Your task is to transcribe the entries below exactly, beginning with the line containing "Should you be willing to segment every instance of the turquoise" and ending with the final line, and to add nothing else.

Saved data entries
/---
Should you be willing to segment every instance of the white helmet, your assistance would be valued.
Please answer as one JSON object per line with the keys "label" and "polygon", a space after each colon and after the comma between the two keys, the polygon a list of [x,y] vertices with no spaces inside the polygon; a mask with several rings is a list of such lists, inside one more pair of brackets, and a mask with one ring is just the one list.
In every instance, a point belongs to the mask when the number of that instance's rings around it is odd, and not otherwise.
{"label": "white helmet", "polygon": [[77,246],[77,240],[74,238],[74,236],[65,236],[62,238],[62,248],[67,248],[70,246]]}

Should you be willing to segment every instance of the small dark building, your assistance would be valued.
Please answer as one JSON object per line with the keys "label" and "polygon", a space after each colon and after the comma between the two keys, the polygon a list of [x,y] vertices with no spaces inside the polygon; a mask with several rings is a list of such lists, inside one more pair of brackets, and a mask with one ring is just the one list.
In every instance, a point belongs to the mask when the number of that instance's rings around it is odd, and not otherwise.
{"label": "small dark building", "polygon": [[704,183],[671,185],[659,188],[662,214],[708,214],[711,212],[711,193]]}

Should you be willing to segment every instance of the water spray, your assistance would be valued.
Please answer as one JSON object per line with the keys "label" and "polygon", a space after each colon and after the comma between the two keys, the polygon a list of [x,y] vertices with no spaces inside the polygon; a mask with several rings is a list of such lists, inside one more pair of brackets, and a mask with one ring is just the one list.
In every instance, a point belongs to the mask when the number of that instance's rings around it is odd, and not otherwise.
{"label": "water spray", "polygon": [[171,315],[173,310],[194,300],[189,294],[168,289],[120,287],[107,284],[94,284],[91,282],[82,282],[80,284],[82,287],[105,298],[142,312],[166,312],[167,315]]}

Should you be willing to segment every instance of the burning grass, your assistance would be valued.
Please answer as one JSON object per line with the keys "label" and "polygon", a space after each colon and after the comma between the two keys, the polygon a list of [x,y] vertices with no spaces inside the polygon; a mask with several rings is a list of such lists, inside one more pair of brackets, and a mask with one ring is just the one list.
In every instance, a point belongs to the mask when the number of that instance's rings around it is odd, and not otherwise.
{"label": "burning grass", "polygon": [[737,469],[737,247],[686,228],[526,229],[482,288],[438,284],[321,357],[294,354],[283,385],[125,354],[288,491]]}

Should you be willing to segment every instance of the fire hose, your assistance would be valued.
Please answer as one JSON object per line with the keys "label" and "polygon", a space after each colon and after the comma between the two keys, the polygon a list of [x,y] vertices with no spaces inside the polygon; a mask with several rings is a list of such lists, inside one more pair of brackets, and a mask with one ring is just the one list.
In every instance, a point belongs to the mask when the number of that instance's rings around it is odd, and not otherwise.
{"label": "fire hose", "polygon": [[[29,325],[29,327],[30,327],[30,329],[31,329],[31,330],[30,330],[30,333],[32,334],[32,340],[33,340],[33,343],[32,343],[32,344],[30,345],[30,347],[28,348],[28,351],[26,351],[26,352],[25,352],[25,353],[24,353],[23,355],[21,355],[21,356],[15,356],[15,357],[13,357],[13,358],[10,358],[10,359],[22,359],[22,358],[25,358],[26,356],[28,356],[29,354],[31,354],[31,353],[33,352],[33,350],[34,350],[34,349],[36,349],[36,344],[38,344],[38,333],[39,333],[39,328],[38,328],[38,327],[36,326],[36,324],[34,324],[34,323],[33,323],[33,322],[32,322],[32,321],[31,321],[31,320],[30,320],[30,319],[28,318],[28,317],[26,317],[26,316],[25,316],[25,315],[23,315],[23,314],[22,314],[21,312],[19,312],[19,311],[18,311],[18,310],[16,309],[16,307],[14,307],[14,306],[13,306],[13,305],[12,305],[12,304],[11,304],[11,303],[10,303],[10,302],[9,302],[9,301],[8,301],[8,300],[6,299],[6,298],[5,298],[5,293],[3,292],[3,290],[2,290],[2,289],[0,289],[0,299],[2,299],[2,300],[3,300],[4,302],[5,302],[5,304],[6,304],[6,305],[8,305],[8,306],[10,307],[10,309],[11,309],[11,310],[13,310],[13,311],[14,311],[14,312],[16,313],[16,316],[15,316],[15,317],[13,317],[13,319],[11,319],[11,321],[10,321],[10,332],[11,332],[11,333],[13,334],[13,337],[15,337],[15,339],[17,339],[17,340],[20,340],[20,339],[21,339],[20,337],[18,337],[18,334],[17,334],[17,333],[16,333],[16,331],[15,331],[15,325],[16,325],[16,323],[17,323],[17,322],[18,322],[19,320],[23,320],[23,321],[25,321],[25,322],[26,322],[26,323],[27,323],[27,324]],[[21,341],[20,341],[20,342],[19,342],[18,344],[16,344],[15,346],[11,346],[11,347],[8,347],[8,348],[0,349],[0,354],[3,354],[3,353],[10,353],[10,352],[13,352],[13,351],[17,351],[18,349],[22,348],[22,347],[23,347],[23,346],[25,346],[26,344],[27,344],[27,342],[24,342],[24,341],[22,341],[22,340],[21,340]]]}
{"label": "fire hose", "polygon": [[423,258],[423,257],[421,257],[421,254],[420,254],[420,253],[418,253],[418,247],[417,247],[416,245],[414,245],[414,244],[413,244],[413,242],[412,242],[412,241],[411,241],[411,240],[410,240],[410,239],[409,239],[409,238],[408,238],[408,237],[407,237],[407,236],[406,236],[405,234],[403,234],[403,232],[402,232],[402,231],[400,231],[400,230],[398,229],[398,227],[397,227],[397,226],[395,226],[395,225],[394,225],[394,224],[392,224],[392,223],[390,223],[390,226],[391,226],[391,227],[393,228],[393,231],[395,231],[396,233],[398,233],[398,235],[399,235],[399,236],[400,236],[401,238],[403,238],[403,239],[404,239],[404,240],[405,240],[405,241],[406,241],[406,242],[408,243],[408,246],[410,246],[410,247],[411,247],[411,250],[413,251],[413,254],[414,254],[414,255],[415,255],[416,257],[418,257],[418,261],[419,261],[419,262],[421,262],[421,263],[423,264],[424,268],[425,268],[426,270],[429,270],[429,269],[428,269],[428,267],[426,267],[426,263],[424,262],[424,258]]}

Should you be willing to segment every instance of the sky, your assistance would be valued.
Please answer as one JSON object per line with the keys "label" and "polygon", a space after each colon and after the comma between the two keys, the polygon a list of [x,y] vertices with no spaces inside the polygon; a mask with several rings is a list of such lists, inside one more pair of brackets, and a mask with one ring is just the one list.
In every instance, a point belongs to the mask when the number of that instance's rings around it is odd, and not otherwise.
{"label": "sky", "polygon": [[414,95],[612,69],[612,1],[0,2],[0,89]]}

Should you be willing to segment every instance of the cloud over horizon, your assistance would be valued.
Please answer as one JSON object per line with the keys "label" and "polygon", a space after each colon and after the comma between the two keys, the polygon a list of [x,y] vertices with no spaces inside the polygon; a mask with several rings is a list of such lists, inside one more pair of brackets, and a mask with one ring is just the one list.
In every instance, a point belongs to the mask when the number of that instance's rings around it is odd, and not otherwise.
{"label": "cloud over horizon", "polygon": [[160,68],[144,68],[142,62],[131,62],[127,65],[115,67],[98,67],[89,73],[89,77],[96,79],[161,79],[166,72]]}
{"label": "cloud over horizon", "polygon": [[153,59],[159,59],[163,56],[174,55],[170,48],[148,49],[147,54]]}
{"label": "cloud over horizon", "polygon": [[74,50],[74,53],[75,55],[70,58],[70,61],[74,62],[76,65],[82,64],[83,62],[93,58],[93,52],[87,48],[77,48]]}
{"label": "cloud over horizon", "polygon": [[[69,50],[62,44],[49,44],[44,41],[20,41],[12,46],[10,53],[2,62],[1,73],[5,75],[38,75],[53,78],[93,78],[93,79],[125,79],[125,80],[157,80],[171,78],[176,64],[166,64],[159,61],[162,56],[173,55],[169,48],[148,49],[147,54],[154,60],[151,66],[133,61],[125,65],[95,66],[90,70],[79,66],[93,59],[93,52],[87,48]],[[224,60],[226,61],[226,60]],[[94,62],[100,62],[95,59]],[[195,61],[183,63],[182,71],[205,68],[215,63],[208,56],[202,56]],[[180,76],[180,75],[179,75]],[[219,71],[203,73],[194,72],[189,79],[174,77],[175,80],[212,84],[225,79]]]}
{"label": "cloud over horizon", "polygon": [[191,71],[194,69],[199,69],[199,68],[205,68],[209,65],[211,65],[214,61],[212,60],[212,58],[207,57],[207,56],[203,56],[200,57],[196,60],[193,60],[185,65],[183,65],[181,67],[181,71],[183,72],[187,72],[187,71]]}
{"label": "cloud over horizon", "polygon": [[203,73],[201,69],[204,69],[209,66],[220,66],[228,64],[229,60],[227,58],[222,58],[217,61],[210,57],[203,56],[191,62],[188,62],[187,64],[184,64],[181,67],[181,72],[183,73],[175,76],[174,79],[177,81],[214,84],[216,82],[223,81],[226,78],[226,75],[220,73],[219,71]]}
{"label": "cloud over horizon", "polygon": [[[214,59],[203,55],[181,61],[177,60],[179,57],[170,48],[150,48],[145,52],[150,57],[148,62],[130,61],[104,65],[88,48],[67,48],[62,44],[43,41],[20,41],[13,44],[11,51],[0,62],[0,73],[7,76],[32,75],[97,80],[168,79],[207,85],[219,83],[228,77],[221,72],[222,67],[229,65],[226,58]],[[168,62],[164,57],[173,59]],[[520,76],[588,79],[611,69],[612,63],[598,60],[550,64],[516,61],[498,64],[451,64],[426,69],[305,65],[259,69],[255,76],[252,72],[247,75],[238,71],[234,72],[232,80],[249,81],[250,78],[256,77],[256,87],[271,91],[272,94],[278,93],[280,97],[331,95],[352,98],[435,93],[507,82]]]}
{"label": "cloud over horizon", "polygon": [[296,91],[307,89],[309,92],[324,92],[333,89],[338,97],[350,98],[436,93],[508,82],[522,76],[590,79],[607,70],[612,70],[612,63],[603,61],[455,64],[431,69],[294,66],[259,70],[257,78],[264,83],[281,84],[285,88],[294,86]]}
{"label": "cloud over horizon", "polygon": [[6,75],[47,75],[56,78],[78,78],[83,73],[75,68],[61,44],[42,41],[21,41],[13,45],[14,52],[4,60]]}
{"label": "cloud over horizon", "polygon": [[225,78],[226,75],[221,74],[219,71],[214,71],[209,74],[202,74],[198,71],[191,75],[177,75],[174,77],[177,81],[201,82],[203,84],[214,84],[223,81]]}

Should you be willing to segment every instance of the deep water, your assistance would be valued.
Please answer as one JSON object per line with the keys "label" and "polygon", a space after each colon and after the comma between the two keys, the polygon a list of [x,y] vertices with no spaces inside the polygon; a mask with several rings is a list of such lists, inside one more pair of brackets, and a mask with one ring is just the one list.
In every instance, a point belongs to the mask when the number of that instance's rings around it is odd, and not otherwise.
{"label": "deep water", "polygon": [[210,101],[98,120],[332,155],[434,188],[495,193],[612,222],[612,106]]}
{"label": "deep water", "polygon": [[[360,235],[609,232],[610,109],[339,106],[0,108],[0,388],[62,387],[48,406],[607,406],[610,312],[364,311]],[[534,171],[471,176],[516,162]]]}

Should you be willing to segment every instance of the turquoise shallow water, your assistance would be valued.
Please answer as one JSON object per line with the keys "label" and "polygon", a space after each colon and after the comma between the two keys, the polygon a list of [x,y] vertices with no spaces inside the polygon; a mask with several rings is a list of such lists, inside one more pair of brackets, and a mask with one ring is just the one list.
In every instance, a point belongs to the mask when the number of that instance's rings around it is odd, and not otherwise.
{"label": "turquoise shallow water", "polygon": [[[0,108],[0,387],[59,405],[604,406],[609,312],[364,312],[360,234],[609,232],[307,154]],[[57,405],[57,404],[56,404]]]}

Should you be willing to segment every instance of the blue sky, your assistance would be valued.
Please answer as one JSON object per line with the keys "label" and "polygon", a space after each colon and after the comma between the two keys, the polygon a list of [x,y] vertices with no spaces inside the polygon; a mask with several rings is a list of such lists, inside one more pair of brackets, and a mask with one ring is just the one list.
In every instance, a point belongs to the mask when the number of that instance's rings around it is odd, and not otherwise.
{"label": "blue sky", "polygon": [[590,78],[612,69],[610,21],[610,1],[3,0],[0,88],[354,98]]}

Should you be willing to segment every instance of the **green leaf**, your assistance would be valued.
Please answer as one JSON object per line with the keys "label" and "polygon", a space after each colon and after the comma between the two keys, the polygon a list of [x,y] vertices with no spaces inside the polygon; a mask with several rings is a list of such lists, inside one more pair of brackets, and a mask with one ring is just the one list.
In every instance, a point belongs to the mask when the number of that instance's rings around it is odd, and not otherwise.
\---
# [Reply to the exercise]
Should you be willing to segment every instance of the turquoise shallow water, your assistance would be valued.
Please answer as one JSON object per line with the keys "label" and "polygon", a space after each colon and after the comma between the two keys, the polygon a list of [x,y] vertices with no spaces inside the polygon; a mask with several rings is a list of such lists, inside one more pair of brackets, and a mask with one ring is just the one list.
In every instance, a point belongs to the mask when the number of that instance's rings around it is odd, and not otherwise.
{"label": "turquoise shallow water", "polygon": [[[0,108],[0,387],[59,405],[604,406],[609,312],[364,312],[360,234],[609,232],[307,154]],[[57,405],[57,404],[56,404]]]}

Should you be willing to segment every instance of the blue sky, your assistance would be valued.
Please answer as one JSON object per line with the keys "label" and "polygon", a space after each colon and after the comma between the two keys, the polygon a list of [x,y] vertices with no spaces inside the polygon; a mask with several rings is a list of such lists, inside one more pair of brackets, and a mask with one ring is just the one list.
In every instance, a point belongs to the mask when the number of that instance's rings around it is odd, and not otherwise.
{"label": "blue sky", "polygon": [[590,78],[612,69],[610,21],[610,1],[3,0],[0,88],[354,98]]}

Should you be willing to segment every instance of the **green leaf**, your assistance would be valued.
Please answer as one JSON object per line with the keys "label" and "polygon", a space after each colon and after the comma between the two keys, the polygon a list of [x,y] vertices with no spaces inside the polygon; a mask with several rings is a list of such lists, inside one more pair of brackets, and a mask with one ring is just the one list.
In every instance, a point belongs to the mask when the number of that instance's rings around it is odd, and not otherwise.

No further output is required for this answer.